> **Short problem 1**
Please duplicate part of the Camp Bowie passage word for word, starting at "After a brief" and ending at "save precious time.".
> **Short problem 2**
According to the Camp Bowie passage, what was the purpose of the 1st Texas Cavalry troops' early arrival at the camp?

> **Excerpted text**
☆ ☆ ☆ ☆

36th Division in World War I


[25] Four veteran troops of the 1st Texas Cavalry, replete with horses and equipment, under Major, soon-to-be Lieutenant Colonel, John B. Golding of Amarillo detrained in Fort Worth on July 26, 1917. Their home bases were Amarillo, Corsicana, Houston, and San Antonio. They came from San Antonio though they had until recently been stationed in the Big Bend. They were the first Guardsmen of the as-yet unorganized 36th Division to occupy Camp Bowie and Major Golding was its first commandant. The purpose of their early arrival was to guard the camp during its construction.1

Other units—notably two companies of the 1st Texas Engineers from Dallas and Port Arthur; two companies of Oklahoma engineers from Oklahoma City and Tulsa under Major King; and six companies of the 1st Texas Infantry from Laredo, Lockhart, San Antonio, and San Marcos, accompanied by Colonel Guessaz, Lieutenant Colonel Herbert E. Stevenson of El Paso, and Major Edwin G. Hutchings—reported for duty in August. Their arrivals marked the real beginning of the Texas-Oklahoma Guard movement to Camp Bowie.2

That the 36th Division was about to take shape in fact—technically it had been created by the federalization of the two Guards on August 5—was clearly signified on the afternoon of August 23 when Major General Edwin St. John Greble and his aide, Captain William C. Houghton, stepped off the train from El [26] Paso in Fort Worth. The new commanding general of the 36th Division was greeted without ceremony by Captain Purcell, the camp quartermaster, and a plethora of newspapermen. The reporters noted that Greble was a big man physically, sported a gray mustache, radiated "friendliness and good fellowship," and looked every inch the general officer that he was. He was no stranger to Fort Worth for he and his wife and daughters had participated in the horse show events of the Fat Stock Show "in years past."

After a brief statement in which he promised that Texas would have reason to be proud of the 36th, Greble was driven by auto to the home of Captain and Mrs. Purcell for the night. The next morning he assumed command of Camp Bowie from Colonel Guessaz, Golding’s successor as commandant, thus formally opening the post for business. As commander of a divisional training camp, Greble was authorized to bypass the Southern Department and to report directly to the War Department. This World War I arrangement was designed to cut red tape and save precious time.

☆ ☆ ☆ ☆

> **Dataset content**
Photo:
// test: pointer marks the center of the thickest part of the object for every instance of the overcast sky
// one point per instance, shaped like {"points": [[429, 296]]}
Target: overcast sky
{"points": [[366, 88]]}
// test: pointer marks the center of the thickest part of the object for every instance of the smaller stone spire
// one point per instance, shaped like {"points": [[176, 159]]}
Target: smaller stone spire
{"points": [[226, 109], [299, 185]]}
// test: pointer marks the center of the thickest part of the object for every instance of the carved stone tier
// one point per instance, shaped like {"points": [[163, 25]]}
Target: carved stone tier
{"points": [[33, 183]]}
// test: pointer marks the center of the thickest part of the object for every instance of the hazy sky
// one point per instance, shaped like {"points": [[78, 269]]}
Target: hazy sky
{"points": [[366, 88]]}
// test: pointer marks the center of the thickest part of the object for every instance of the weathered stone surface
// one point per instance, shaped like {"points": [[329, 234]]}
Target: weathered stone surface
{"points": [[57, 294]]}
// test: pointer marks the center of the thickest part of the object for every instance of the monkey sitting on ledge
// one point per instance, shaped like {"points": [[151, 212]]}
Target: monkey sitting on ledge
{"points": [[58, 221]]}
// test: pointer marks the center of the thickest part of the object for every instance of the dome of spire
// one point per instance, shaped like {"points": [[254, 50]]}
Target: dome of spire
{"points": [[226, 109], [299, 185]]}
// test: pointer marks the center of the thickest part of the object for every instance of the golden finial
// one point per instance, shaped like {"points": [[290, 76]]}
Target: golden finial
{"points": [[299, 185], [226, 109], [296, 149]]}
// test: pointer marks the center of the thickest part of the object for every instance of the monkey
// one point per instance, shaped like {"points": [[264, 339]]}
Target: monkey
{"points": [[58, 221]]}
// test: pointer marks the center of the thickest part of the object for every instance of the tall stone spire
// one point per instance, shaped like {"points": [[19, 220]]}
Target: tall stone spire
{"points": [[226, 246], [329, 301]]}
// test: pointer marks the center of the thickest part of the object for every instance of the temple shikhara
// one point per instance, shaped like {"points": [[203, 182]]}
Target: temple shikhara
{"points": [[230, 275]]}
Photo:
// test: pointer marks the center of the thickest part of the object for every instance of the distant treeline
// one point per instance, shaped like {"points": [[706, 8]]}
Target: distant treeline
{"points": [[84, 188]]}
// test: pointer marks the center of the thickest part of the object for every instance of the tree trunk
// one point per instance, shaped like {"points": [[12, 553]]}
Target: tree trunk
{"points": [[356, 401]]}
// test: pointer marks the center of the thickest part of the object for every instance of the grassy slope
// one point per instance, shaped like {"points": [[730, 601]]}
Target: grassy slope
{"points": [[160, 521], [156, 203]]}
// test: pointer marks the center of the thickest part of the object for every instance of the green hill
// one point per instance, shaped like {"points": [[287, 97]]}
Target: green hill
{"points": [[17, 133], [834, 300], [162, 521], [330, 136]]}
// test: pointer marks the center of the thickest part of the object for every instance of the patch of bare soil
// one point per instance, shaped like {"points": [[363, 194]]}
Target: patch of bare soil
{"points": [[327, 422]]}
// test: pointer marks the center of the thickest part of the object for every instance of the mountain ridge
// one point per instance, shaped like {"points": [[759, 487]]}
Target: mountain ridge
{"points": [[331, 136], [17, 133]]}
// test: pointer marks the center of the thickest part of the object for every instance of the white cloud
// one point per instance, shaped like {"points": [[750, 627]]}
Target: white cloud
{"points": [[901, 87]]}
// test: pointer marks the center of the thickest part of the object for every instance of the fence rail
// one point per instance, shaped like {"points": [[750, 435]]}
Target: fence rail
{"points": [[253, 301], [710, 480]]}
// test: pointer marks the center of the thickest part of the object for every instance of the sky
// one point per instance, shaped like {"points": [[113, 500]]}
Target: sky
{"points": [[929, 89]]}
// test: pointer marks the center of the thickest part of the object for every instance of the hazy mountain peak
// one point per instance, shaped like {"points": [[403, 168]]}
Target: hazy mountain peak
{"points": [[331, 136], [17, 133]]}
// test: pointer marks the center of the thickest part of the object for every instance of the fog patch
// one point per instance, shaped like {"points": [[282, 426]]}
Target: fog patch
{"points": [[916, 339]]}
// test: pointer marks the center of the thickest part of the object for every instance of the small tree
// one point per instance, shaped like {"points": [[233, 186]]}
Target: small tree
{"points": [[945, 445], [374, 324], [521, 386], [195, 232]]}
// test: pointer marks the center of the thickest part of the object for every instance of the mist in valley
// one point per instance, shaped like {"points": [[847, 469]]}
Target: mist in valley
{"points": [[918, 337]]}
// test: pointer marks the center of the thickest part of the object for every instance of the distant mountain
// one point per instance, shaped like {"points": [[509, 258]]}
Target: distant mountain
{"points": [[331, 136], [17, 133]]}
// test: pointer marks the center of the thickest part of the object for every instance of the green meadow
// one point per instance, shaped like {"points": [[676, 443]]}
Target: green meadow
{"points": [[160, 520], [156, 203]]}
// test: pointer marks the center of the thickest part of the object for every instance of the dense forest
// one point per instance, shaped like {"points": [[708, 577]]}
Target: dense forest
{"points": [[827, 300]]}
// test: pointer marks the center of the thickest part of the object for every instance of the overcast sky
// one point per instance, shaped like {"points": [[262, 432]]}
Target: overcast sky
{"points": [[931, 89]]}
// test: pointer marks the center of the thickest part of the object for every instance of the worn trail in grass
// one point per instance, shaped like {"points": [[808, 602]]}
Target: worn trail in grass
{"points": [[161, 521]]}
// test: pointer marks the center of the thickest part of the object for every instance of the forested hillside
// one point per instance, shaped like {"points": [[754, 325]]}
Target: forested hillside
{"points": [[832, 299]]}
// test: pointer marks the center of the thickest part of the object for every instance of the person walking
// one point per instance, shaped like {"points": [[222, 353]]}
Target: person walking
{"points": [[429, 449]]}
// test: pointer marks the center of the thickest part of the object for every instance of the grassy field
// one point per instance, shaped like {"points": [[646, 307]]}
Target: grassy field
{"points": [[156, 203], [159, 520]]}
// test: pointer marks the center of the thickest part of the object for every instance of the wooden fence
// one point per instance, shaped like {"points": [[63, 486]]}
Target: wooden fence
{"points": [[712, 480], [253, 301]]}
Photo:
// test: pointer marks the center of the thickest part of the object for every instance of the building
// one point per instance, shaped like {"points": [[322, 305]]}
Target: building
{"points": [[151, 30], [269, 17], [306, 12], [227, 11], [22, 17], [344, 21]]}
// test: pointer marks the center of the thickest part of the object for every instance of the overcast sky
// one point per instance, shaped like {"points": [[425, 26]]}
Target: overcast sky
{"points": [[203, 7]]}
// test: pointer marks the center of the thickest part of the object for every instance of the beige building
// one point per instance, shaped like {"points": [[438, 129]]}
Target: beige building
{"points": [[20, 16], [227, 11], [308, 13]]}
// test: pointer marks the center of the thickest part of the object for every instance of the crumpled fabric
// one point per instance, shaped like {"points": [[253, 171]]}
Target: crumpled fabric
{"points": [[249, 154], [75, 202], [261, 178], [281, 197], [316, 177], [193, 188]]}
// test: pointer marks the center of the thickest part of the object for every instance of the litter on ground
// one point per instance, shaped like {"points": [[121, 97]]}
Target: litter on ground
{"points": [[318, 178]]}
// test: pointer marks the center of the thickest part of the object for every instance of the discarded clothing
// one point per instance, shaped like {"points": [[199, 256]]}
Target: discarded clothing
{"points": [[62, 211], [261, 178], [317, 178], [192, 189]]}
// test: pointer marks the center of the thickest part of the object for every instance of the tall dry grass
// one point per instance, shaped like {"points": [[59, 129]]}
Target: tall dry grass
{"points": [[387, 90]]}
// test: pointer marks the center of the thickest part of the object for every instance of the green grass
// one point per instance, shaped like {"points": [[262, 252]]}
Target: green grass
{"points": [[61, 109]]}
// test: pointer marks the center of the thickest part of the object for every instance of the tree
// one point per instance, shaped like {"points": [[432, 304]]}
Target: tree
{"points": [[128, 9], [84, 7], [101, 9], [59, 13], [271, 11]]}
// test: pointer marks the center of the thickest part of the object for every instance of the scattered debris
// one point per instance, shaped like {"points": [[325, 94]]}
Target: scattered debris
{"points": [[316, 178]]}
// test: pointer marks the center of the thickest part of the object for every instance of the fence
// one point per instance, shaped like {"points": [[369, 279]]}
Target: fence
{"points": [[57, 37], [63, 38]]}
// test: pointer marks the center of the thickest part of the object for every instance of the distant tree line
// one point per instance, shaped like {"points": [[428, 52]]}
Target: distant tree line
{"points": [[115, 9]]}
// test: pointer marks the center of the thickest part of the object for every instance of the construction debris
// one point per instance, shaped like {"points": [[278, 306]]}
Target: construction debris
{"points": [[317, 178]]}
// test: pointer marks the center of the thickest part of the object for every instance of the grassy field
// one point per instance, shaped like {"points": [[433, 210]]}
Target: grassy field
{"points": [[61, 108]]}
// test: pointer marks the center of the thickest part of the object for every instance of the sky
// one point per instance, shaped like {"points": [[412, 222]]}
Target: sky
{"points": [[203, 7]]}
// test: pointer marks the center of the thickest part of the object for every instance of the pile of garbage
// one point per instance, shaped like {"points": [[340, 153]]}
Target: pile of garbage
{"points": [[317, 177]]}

☆ ☆ ☆ ☆

> **Expected answer 1**
After a brief statement in which he promised that Texas would have reason to be proud of the 36th, Greble was driven by auto to the home of Captain and Mrs. Purcell for the night. The next morning he assumed command of Camp Bowie from Colonel Guessaz, Golding’s successor as commandant, thus formally opening the post for business. As commander of a divisional training camp, Greble was authorized to bypass the Southern Department and to report directly to the War Department. This World War I arrangement was designed to cut red tape and save precious time.

> **Expected answer 2**
To guard the camp during its construction.